# [Given instruction]
Revise the lines below so that "baseball cap" becomes "ball cap" wherever it appears, keeping everything else as it is. Omit the pictures from your answer.

# [Coordinate annotation entries]
* Begin *

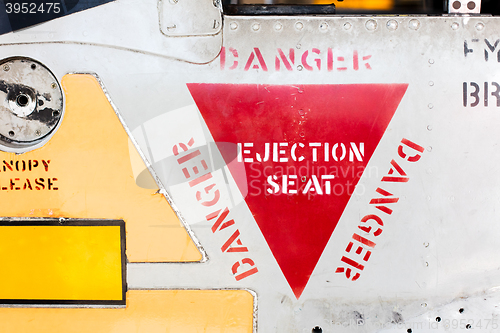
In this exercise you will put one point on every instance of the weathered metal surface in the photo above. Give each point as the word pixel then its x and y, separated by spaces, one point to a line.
pixel 464 6
pixel 32 104
pixel 190 17
pixel 342 168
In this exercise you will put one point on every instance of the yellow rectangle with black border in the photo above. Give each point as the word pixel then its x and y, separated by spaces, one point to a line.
pixel 79 262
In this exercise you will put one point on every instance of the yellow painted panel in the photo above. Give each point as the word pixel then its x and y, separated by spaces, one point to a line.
pixel 54 262
pixel 360 4
pixel 151 311
pixel 85 171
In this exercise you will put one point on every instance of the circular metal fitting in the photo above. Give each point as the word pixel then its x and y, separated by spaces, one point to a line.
pixel 31 104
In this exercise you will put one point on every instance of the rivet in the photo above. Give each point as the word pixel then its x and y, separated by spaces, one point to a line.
pixel 371 25
pixel 392 25
pixel 414 24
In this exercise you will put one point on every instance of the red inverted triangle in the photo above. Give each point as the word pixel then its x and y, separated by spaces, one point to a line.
pixel 297 226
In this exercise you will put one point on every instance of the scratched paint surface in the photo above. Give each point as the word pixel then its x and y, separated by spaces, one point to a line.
pixel 61 262
pixel 304 148
pixel 85 171
pixel 152 311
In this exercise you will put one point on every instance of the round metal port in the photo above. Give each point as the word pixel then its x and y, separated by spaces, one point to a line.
pixel 31 104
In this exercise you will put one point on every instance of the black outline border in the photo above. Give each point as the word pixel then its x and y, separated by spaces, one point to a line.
pixel 74 222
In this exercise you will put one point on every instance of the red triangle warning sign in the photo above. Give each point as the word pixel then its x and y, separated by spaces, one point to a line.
pixel 304 148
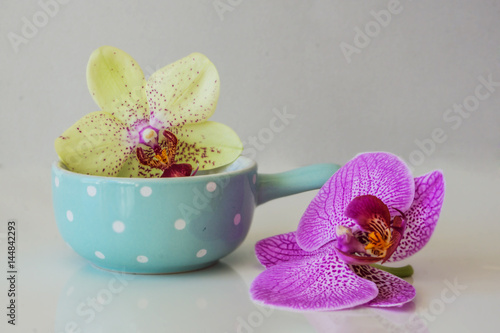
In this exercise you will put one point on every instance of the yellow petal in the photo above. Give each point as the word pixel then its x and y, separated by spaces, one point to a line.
pixel 209 145
pixel 184 92
pixel 117 84
pixel 97 144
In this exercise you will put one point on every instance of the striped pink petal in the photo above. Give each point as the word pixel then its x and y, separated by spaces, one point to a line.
pixel 422 216
pixel 321 282
pixel 383 175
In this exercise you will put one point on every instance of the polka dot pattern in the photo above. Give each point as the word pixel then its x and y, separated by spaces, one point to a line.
pixel 201 253
pixel 211 186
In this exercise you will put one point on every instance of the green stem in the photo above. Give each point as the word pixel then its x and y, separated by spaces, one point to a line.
pixel 402 272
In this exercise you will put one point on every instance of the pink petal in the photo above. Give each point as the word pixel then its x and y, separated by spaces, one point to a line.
pixel 383 175
pixel 367 211
pixel 422 217
pixel 392 291
pixel 178 170
pixel 280 248
pixel 322 282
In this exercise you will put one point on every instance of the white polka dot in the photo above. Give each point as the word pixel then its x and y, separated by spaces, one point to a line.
pixel 201 253
pixel 180 224
pixel 99 255
pixel 91 190
pixel 142 259
pixel 146 191
pixel 118 226
pixel 142 303
pixel 237 219
pixel 211 187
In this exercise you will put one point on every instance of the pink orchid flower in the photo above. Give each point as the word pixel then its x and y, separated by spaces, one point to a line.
pixel 371 210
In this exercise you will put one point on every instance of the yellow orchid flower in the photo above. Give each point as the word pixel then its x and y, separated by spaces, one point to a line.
pixel 150 128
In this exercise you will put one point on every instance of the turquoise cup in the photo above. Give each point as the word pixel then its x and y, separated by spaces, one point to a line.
pixel 168 225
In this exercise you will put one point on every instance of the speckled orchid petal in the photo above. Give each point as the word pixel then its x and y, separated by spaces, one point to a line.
pixel 383 175
pixel 281 248
pixel 133 169
pixel 184 92
pixel 353 259
pixel 97 144
pixel 393 291
pixel 422 217
pixel 321 282
pixel 117 84
pixel 208 144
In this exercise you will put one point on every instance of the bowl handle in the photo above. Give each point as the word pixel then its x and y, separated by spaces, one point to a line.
pixel 272 186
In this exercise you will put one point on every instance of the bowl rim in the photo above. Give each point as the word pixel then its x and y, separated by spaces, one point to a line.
pixel 58 165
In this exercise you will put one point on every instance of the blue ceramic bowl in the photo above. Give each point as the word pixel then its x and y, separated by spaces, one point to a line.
pixel 168 225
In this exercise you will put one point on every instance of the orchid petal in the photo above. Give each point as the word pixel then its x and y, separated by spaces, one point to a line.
pixel 97 144
pixel 117 84
pixel 184 92
pixel 398 228
pixel 368 211
pixel 422 217
pixel 382 175
pixel 321 282
pixel 393 291
pixel 208 144
pixel 353 259
pixel 133 169
pixel 178 170
pixel 280 248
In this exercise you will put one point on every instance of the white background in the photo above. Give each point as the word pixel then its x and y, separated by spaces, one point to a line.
pixel 390 95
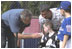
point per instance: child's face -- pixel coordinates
(46, 28)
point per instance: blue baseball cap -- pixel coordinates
(64, 5)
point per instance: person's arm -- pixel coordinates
(64, 41)
(23, 36)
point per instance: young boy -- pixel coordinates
(64, 34)
(49, 36)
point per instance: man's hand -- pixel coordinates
(36, 35)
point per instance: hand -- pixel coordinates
(36, 35)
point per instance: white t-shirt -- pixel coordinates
(56, 18)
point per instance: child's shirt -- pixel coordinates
(48, 40)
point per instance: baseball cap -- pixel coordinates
(64, 5)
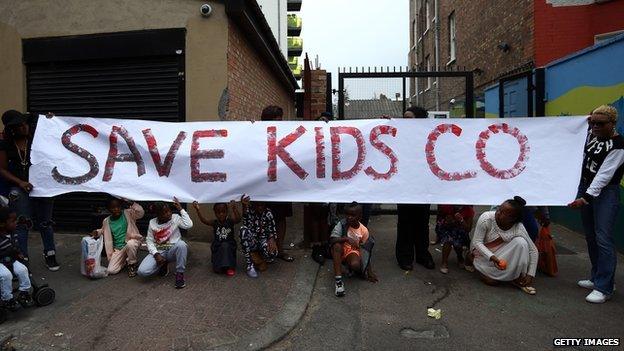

* End *

# [Final result]
In this exercise you will put one point on every instance of the weathered metal surface in the photo above. Give each point as the word pixel then its x and y, separated by spaces, one point to a line.
pixel 464 6
pixel 32 104
pixel 190 17
pixel 342 168
In this exercise you will put one point on every instance of the yellow rectangle with black border in the photo above. Give each point as the word pixel then its x and y, separated by spaces, one point to a line.
pixel 79 262
In this exercise you will put one point on every instance of the yellow painted panel in the photo above. Give each point as the word pixel then its x and y, separated by spaces, one point to a line.
pixel 54 262
pixel 360 4
pixel 151 311
pixel 85 171
In this exercise you will put one point on every instance of the circular metal fitting in the photo above. Give each point as the word pixel then its x and y, separated by spaces, one point to a line.
pixel 31 104
In this exercise you will put one point on every instance of the rivet in the photo above. Give each point as the word pixel then its x and y, separated by spaces, one point to a line.
pixel 371 25
pixel 392 25
pixel 414 24
In this exercise you will put one point on every instance of the red inverted triangle in the photo above. Give each point as the word pixel then its x and y, separated by spaces, one point to a line.
pixel 297 226
In this exercise you will put one point on every instance of the scratched paint surface in the photo above. Give each point as the word pixel then its x and y, separated by spaces, one point to a line.
pixel 61 262
pixel 304 148
pixel 85 171
pixel 152 311
In this exercise you will put one point on every instance of the round metal port in the photo above. Give each point as the word pixel then its x and y, separated by spaces, one point to a line.
pixel 31 104
In this exercise you will put one point on every instance of the black outline border in the photo above. Give each point as the word pixel then its x and y, separated by spaces, one point to a line.
pixel 74 222
In this exercise you will put one point on every instance of the red triangle warning sign in the photo above. Give each point as the word pixel then its x and y, separated by spaces, one point to a line.
pixel 304 148
In this exercise you will put one point on every instance of the yellow petal in the photo above. Give each point as the word pixel then its x and y, separated by spaces, one point to a line.
pixel 209 145
pixel 184 92
pixel 117 84
pixel 97 144
In this exercise you will put one point on every instance of the striped pink petal in the photo above. Give each point as the word pixel then its x and y, separated by spaces, one point to a line.
pixel 422 216
pixel 321 282
pixel 383 175
In this exercise you will put one point on every instance of the polka dot pattern in the photo above. Give each point as the word pixel then its x and y, separated by spaces, one point to a line.
pixel 201 253
pixel 211 186
In this exercise you will put one point on every instance of the green stem in the photo above. Give each point as the word pixel then its x and y, separated by spaces, one point to a line.
pixel 402 272
In this exercise you will put one point on every instance of the pink petal in the photo above. Give each point as the word pixel then its x and y, separated by spaces, one point to a line.
pixel 383 175
pixel 367 211
pixel 422 217
pixel 392 291
pixel 178 170
pixel 280 248
pixel 322 282
In this exercise you will put one point on every instance of the white polka dot in the photo above. Give each point as the word pixel then its x and y, separated by spaces, one point to a line.
pixel 201 253
pixel 180 224
pixel 99 255
pixel 91 190
pixel 142 259
pixel 146 191
pixel 118 226
pixel 142 303
pixel 237 219
pixel 211 187
In this exercise you will put one point on every instance of the pink orchid flower in the photo above. Give each point as the word pixel then its x and y, separated by spaces, one point to a line.
pixel 371 210
In this exercise you will put one point on every instance of the yellow orchid flower in the photo above. Give each point as the word pixel then its x and y, separated by spaces, one point to a line.
pixel 150 128
In this exercise you will put one point on every instance of the turquoise cup in the photo above. Give each point as the word pixel then its x and y, separated by spaces, one point to a line.
pixel 168 225
In this exercise you will put one point on every instance of the speckled orchid petal in the photo above. Give each point as the word pixel then its x and y, separated by spaces, one point to a line.
pixel 383 175
pixel 281 248
pixel 133 169
pixel 184 92
pixel 353 259
pixel 97 144
pixel 393 291
pixel 422 217
pixel 321 282
pixel 117 84
pixel 208 144
In this exercise you will put one point on every instance of the bowl handle in the photo above. Give each point as the word pixel then its x and y, separated by spaces, one point to a line.
pixel 272 186
In this exercise you will put one point on every instance of the bowl rim in the photo above. Give each point as the word pixel then its x and y, separated by spaces, one point to a line.
pixel 58 165
In this exercise you will put one point on every instance of the blue ceramic bowl in the photo above. Give each point as the word pixel then its x and y, separated by spaces, one point to a line.
pixel 168 225
In this exercise you will put one point on every instance of the orchid petal in the photo above. Give each point as the word pixel then its x and y, separated by spaces, one point to a line.
pixel 97 144
pixel 117 84
pixel 184 92
pixel 398 228
pixel 368 211
pixel 422 217
pixel 382 175
pixel 321 282
pixel 393 291
pixel 208 144
pixel 353 259
pixel 133 169
pixel 178 170
pixel 280 248
In this exercise you will put one point on every instance of the white background in the photo above. Give each point as the word pixel then its x and y, separated by spaces, one point to a line.
pixel 390 95
point per instance: child's face -- pixel coordinates
(46, 28)
point per instance: blue ball cap -- pixel coordinates
(64, 5)
point per instance: person's arm -- pixel coordinates
(64, 41)
(23, 36)
point per instance: young boy -- pixel coordinates
(64, 34)
(49, 36)
point per instance: man's hand -- pixel coordinates
(36, 35)
point per instance: hand -- pixel coordinates
(36, 35)
point per instance: white t-shirt -- pixel coordinates
(56, 18)
point per instance: child's shirt -- pixel coordinates
(48, 40)
point per instance: ball cap -- pixel coordinates
(64, 5)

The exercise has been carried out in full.